• _Task description_:
Copy the entries from the line holding "If you could point out the clear" through the end of the entries, inclusive, swapping "point out" for "mark" and keeping everything else the same. Omit the pictures from your answer.

Records:
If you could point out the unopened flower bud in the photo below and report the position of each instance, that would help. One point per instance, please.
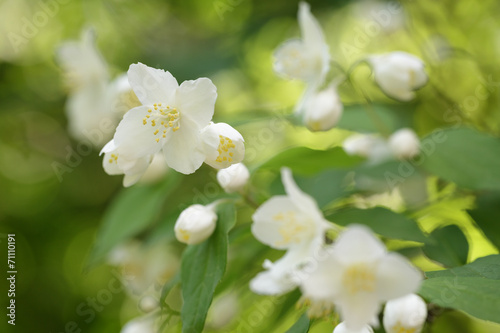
(233, 178)
(398, 74)
(405, 314)
(323, 110)
(404, 143)
(195, 224)
(342, 328)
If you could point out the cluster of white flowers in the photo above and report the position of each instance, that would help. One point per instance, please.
(355, 274)
(398, 74)
(174, 121)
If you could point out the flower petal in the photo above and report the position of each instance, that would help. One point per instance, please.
(196, 100)
(152, 85)
(184, 150)
(133, 137)
(358, 244)
(301, 200)
(279, 224)
(396, 277)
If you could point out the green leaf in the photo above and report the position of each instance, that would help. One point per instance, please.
(356, 117)
(308, 161)
(382, 221)
(469, 158)
(132, 211)
(301, 326)
(487, 267)
(202, 268)
(476, 296)
(448, 246)
(487, 216)
(325, 187)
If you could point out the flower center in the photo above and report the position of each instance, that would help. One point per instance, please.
(359, 277)
(162, 119)
(225, 149)
(113, 158)
(291, 230)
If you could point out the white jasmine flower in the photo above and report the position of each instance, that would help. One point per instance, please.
(358, 275)
(291, 222)
(156, 170)
(398, 74)
(139, 325)
(82, 63)
(306, 59)
(195, 224)
(144, 269)
(224, 145)
(404, 143)
(170, 119)
(115, 162)
(342, 328)
(322, 110)
(370, 146)
(405, 314)
(95, 104)
(233, 178)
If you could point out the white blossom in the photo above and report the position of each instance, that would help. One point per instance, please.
(306, 59)
(195, 224)
(170, 119)
(342, 328)
(116, 162)
(291, 222)
(224, 146)
(404, 143)
(405, 314)
(322, 110)
(358, 275)
(398, 74)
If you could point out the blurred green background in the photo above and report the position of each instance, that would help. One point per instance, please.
(231, 42)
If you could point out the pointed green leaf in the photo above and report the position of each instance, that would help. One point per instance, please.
(382, 221)
(308, 161)
(202, 268)
(469, 158)
(132, 211)
(447, 245)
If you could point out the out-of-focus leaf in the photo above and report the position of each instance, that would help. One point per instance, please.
(486, 267)
(476, 296)
(464, 156)
(203, 266)
(448, 246)
(487, 216)
(308, 161)
(473, 288)
(301, 326)
(382, 221)
(325, 187)
(132, 211)
(357, 117)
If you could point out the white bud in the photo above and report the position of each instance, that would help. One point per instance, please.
(406, 314)
(139, 325)
(404, 143)
(195, 224)
(342, 328)
(398, 74)
(323, 110)
(233, 178)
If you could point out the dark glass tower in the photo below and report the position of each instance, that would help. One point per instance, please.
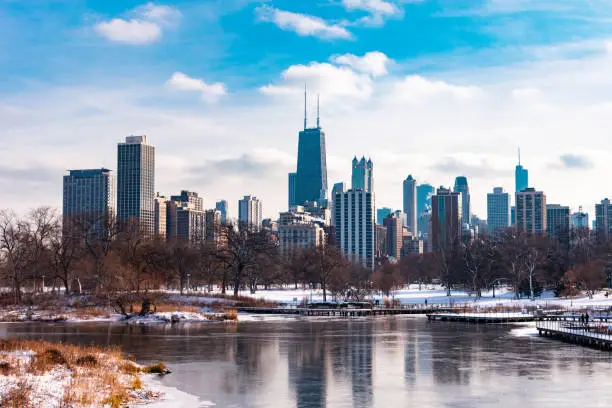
(311, 175)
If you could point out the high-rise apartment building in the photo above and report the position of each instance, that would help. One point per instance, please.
(558, 222)
(161, 211)
(603, 220)
(446, 221)
(89, 197)
(498, 210)
(393, 224)
(531, 211)
(136, 182)
(311, 175)
(250, 212)
(292, 184)
(363, 175)
(355, 226)
(381, 214)
(461, 186)
(410, 204)
(222, 207)
(521, 176)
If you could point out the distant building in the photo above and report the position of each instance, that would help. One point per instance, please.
(558, 222)
(531, 211)
(222, 207)
(354, 220)
(250, 212)
(446, 213)
(603, 220)
(89, 197)
(136, 182)
(521, 176)
(498, 210)
(161, 210)
(461, 186)
(393, 224)
(410, 204)
(363, 175)
(292, 185)
(381, 214)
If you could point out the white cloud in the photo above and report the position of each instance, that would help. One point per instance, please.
(209, 92)
(145, 25)
(373, 63)
(303, 25)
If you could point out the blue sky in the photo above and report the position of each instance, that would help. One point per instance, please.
(435, 88)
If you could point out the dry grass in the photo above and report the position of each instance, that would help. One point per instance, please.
(99, 376)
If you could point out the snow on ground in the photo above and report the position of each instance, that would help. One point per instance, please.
(436, 295)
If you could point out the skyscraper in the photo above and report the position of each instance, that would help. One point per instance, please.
(424, 194)
(311, 175)
(222, 207)
(394, 240)
(521, 176)
(136, 182)
(498, 210)
(362, 176)
(291, 188)
(446, 221)
(250, 212)
(531, 211)
(461, 186)
(558, 222)
(410, 204)
(89, 197)
(355, 226)
(603, 219)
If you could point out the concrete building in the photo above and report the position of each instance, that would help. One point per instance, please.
(250, 212)
(161, 212)
(363, 175)
(381, 214)
(136, 182)
(393, 224)
(89, 198)
(558, 222)
(603, 220)
(410, 204)
(531, 211)
(222, 207)
(354, 214)
(213, 225)
(461, 186)
(498, 210)
(446, 213)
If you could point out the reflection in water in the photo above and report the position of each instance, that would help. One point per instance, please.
(355, 363)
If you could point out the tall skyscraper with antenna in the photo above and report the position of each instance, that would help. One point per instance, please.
(521, 176)
(311, 174)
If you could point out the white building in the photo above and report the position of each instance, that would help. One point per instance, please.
(354, 219)
(250, 212)
(498, 210)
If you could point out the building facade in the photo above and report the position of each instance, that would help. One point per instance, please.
(446, 221)
(136, 182)
(410, 204)
(89, 197)
(354, 215)
(498, 210)
(250, 212)
(362, 175)
(531, 211)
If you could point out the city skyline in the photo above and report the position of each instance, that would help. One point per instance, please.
(228, 129)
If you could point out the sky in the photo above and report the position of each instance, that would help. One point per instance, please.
(432, 88)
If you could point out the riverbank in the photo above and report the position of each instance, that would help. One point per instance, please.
(47, 375)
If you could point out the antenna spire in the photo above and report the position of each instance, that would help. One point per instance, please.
(305, 111)
(318, 116)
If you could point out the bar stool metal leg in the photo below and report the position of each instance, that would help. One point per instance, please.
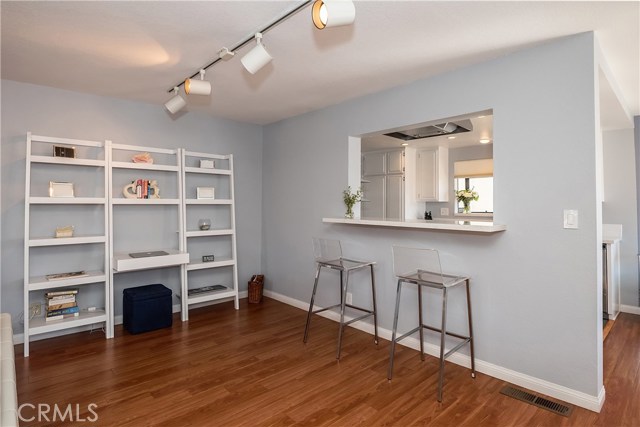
(375, 310)
(420, 323)
(473, 359)
(395, 329)
(313, 297)
(442, 340)
(344, 283)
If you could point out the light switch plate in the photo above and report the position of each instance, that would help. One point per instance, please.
(570, 218)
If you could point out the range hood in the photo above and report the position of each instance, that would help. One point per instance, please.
(446, 128)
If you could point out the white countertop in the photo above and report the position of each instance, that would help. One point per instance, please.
(436, 224)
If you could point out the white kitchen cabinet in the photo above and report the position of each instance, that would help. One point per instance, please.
(394, 202)
(432, 175)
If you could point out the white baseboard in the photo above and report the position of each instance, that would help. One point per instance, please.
(629, 309)
(117, 320)
(578, 398)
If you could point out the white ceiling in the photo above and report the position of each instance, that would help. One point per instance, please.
(138, 50)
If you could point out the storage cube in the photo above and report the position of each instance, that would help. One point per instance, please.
(146, 308)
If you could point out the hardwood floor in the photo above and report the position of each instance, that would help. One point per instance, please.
(250, 368)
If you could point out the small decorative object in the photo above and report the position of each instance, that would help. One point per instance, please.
(66, 231)
(207, 164)
(205, 193)
(466, 196)
(60, 189)
(204, 224)
(62, 151)
(141, 189)
(142, 158)
(350, 199)
(255, 288)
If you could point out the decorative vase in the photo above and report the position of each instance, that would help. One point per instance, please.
(349, 213)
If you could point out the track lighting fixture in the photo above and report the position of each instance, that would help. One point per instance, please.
(257, 57)
(197, 87)
(176, 103)
(324, 13)
(332, 13)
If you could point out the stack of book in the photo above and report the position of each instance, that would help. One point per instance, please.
(61, 304)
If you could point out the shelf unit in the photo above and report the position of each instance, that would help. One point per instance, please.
(89, 173)
(221, 236)
(122, 171)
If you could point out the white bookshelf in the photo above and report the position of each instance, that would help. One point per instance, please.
(221, 236)
(166, 170)
(88, 172)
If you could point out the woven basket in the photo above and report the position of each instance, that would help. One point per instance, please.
(255, 289)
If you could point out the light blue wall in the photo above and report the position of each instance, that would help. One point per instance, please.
(53, 112)
(535, 286)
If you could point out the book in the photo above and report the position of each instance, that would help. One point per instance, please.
(61, 317)
(58, 306)
(61, 299)
(69, 310)
(53, 294)
(62, 276)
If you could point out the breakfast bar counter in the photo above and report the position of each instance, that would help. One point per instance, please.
(436, 224)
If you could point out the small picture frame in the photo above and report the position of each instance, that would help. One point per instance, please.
(61, 189)
(207, 164)
(63, 151)
(205, 193)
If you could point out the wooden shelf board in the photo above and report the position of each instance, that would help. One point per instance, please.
(39, 325)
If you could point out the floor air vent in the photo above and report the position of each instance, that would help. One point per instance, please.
(538, 401)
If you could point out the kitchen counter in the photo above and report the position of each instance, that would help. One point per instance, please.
(436, 224)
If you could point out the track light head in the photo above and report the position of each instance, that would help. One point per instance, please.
(197, 87)
(225, 54)
(332, 13)
(176, 103)
(257, 57)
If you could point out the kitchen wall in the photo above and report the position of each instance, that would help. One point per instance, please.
(619, 206)
(536, 287)
(53, 112)
(475, 152)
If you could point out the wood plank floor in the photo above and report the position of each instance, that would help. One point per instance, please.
(250, 368)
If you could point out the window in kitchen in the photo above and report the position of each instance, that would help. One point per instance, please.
(474, 180)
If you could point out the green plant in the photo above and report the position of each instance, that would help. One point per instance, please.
(350, 199)
(466, 196)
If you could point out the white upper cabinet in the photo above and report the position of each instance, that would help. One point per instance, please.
(432, 175)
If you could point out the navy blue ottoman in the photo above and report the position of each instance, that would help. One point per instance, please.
(146, 308)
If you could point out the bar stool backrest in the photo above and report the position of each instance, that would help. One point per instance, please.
(417, 264)
(326, 249)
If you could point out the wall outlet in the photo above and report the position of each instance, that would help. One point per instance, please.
(35, 309)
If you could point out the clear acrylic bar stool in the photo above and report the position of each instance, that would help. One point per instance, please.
(421, 267)
(328, 254)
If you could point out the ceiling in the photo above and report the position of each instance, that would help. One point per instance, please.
(138, 50)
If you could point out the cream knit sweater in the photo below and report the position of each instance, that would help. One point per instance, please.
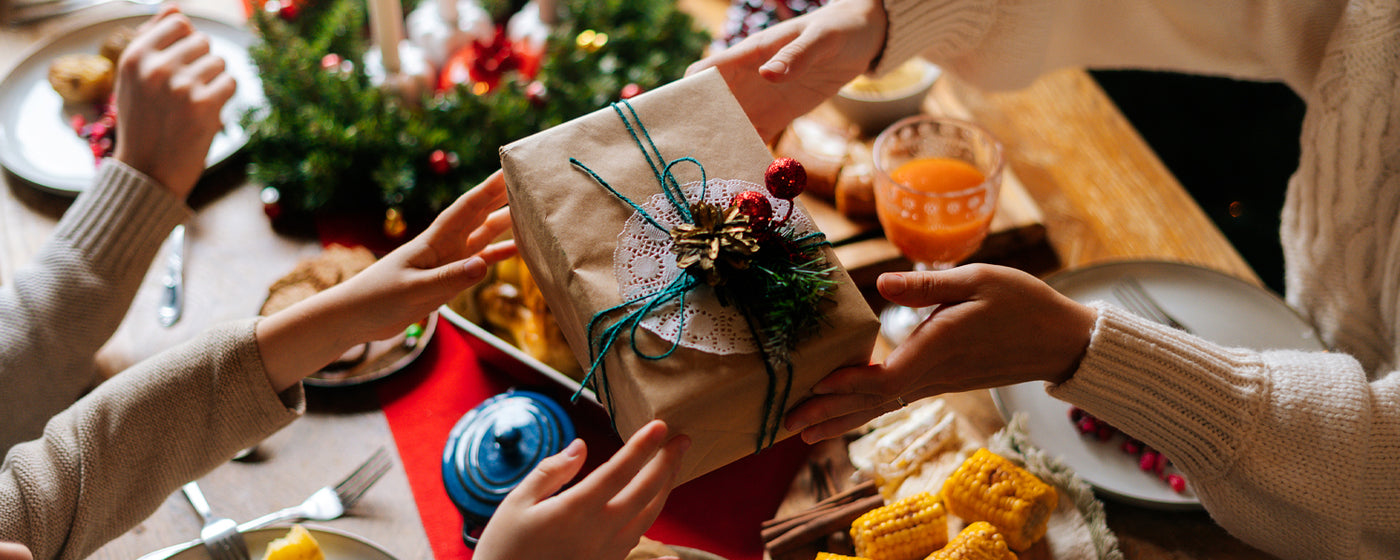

• _The completed task_:
If you could mark the clear acrylic bar stool in the photo above and report the position of each instance, that would help. One point per instance, please.
(421, 267)
(328, 254)
If you could mark the ceiling in the photo above and report the position of each instance, that would help. One point per instance, please.
(138, 50)
If you could mark the cream knit sweater in the photo below and report the position of each instance, that would help. One point per instance, please.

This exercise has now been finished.